Quel que soit le leader qui sera porté à la tête du parti, les enjeux restent donc les mêmes. “L’USFP n’est plus dans l’échiquier politique et nous aurons entre 5 à 10 ans pour revenir dans la course ou totalement chavirer, résume Soufiane Khaïrate, ancien secrétaire général de la Chabiba Ittihadia. Les faits sont têtus : premier parti lors des législatives de 1997, puis en 2002, l’USFP a été relégué au 5ème rang en 2007, puis en 2011. Pire encore, son passage à l’opposition ne risque pas d’arranger les choses, mais les Ittihadis comptent en profiter pour entamer une reconstruction qui n’a jamais abouti depuis dix ans.

 

L’opposition, la Koutla et la gauche

L’USFP a rallié l’opposition au gouvernement Benkirane. Si cela constitue pour la majorité des socialistes le “bon choix” à faire pour rester fidèle à l’idéal d’un parti progressiste, cela ne lui facilite pas pour autant la tâche. “Nous nous opposons à un gouvernement constitué du PJD, mais aussi de deux de nos partenaires dans la Koutla”, explique un député socialiste en référence au PPS et à l’Istiqlal. La solution serait-elle de déclarer ce bloc historique mort et enterré ? Le 9ème congrès prendra, sûrement, une décision dans ce sens. Reste toutefois que l’USFP “milite” aujourd’hui à l’opposition aux côtés du RNI, de l’UC et surtout du PAM, parti qu’il a longuement décrié. “Cela pose effectivement problème et il faudra que nous tranchions la question lors du congrès”, explique Hassan Tariq. “Il faut clarifier les choses et préciser quelle opposition nous allons faire, avec qui et avec quels moyens ?”, affirme encore le jeune député USFP, qui remet sur le tapis le sujet des alliances. “Il est prématuré de parler d’alliances, mais l’idéal serait de retenter un rassemblement des forces de gauche sans forcément jouer au grand frère”, nous déclare un autre élu de l’USFP. En attendant, les Ittihadis ne veulent surtout par répéter l’amère expérience du 8ème congrès quand, en raison de graves divergences, cet événement a dû se tenir en deux rounds : juin puis novembre 2008. “Personne n’a intérêt à ce que le parti implose et même le pays a besoin de l’USFP dans la conjoncture actuelle”, affirme un membre de la commission préparatoire du 9ème congrès. Et de préciser justement que le choix d’une élection, à deux tours, du premier secrétaire a été décidée pour éviter tout risque d’implosion.

◆ ◆ ◆ ◆ ◆

CONSIGNE 1:
Relevez toutes les années mentionnées dans le texte sur l'USFP, dans leur ordre d'apparition.
CONSIGNE 2:
Recopiez, dans le texte sur l'USFP, le passage qui va de « Quel que soit » jusqu'à « depuis dix ans. ».

◆ ◆ ◆ ◆ ◆

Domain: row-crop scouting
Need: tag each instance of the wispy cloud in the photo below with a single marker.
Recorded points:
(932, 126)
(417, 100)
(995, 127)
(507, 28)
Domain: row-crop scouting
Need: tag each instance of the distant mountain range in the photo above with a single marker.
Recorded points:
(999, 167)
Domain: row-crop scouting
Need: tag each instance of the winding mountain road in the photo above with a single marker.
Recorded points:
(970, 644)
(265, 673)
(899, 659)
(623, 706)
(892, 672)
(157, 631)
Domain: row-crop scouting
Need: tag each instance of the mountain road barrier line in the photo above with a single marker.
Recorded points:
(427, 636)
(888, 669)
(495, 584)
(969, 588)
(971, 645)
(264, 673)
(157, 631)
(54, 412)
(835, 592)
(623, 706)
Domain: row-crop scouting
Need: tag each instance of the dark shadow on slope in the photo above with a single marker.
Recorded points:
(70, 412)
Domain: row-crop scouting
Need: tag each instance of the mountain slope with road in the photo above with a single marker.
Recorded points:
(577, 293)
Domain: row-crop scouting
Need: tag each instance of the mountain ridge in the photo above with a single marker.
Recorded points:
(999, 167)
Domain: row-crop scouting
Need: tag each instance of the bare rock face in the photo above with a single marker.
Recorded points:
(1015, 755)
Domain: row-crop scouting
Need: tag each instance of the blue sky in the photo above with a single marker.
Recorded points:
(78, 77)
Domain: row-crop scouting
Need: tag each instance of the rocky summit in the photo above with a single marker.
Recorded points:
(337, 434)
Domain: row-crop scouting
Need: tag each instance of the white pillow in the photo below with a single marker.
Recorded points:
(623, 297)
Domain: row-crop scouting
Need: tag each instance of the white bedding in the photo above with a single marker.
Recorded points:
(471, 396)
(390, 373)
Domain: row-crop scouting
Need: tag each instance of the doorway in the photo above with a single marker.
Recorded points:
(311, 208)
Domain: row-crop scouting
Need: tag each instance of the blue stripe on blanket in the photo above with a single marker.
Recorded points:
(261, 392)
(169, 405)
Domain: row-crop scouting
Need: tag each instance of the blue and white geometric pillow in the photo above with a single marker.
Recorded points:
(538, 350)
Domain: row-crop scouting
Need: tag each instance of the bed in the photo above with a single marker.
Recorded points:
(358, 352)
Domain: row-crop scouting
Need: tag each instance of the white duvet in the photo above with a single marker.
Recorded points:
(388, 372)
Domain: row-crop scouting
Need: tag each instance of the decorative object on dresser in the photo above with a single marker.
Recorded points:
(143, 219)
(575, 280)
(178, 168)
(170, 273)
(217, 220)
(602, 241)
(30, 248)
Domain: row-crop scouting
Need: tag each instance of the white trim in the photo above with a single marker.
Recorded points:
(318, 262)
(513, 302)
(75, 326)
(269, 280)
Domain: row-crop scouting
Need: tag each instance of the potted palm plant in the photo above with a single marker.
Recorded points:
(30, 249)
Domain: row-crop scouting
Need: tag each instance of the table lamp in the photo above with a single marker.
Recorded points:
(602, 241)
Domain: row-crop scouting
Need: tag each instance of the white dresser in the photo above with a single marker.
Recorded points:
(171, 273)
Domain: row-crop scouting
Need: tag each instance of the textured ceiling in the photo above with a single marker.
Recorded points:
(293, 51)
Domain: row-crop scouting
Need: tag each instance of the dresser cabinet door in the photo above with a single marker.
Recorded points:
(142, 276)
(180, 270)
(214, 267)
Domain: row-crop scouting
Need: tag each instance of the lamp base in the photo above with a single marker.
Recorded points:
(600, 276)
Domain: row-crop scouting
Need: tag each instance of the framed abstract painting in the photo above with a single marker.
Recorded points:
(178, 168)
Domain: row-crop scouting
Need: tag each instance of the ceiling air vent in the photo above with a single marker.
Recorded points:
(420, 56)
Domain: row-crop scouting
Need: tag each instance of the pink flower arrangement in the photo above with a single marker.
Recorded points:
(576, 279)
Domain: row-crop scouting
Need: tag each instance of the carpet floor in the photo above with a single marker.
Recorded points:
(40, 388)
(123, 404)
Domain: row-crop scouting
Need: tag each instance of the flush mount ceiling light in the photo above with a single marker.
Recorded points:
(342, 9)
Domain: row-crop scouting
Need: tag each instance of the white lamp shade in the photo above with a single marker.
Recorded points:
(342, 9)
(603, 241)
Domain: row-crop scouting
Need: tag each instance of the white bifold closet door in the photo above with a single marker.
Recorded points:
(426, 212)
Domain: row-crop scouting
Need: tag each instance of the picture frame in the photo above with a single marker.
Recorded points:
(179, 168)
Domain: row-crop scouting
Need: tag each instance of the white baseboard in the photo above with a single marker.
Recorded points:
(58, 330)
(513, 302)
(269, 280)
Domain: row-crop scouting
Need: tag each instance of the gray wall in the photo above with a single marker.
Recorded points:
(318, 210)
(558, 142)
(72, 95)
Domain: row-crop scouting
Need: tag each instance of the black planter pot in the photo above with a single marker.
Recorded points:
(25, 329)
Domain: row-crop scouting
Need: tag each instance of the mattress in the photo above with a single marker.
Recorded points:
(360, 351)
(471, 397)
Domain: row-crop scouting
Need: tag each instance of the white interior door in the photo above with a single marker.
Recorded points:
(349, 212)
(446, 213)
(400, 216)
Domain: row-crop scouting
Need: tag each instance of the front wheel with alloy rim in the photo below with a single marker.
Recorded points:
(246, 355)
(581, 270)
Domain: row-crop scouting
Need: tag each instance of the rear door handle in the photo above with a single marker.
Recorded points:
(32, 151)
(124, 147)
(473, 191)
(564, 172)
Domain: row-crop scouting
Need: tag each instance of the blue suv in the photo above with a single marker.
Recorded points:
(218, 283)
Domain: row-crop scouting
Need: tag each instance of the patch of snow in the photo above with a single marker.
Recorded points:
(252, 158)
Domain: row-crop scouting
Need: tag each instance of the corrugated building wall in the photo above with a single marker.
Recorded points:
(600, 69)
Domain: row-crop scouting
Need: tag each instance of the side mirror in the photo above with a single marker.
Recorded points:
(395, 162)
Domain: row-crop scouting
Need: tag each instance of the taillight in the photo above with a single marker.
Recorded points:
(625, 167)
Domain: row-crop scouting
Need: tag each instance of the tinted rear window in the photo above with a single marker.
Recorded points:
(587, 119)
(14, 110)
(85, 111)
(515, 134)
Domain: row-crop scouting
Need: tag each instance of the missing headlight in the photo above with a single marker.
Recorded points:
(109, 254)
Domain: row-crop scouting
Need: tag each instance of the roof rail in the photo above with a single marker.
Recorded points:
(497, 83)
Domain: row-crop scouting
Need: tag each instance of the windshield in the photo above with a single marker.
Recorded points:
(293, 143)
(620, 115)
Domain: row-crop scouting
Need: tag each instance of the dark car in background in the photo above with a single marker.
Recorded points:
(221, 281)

◆ ◆ ◆ ◆ ◆

RÉSULTAT DE L'EXERCICE 1:
1997, 2002, 2007, 2011, 2008

RÉSULTAT DE L'EXERCICE 2:
Quel que soit le leader qui sera porté à la tête du parti, les enjeux restent donc les mêmes. “L’USFP n’est plus dans l’échiquier politique et nous aurons entre 5 à 10 ans pour revenir dans la course ou totalement chavirer, résume Soufiane Khaïrate, ancien secrétaire général de la Chabiba Ittihadia. Les faits sont têtus : premier parti lors des législatives de 1997, puis en 2002, l’USFP a été relégué au 5ème rang en 2007, puis en 2011. Pire encore, son passage à l’opposition ne risque pas d’arranger les choses, mais les Ittihadis comptent en profiter pour entamer une reconstruction qui n’a jamais abouti depuis dix ans.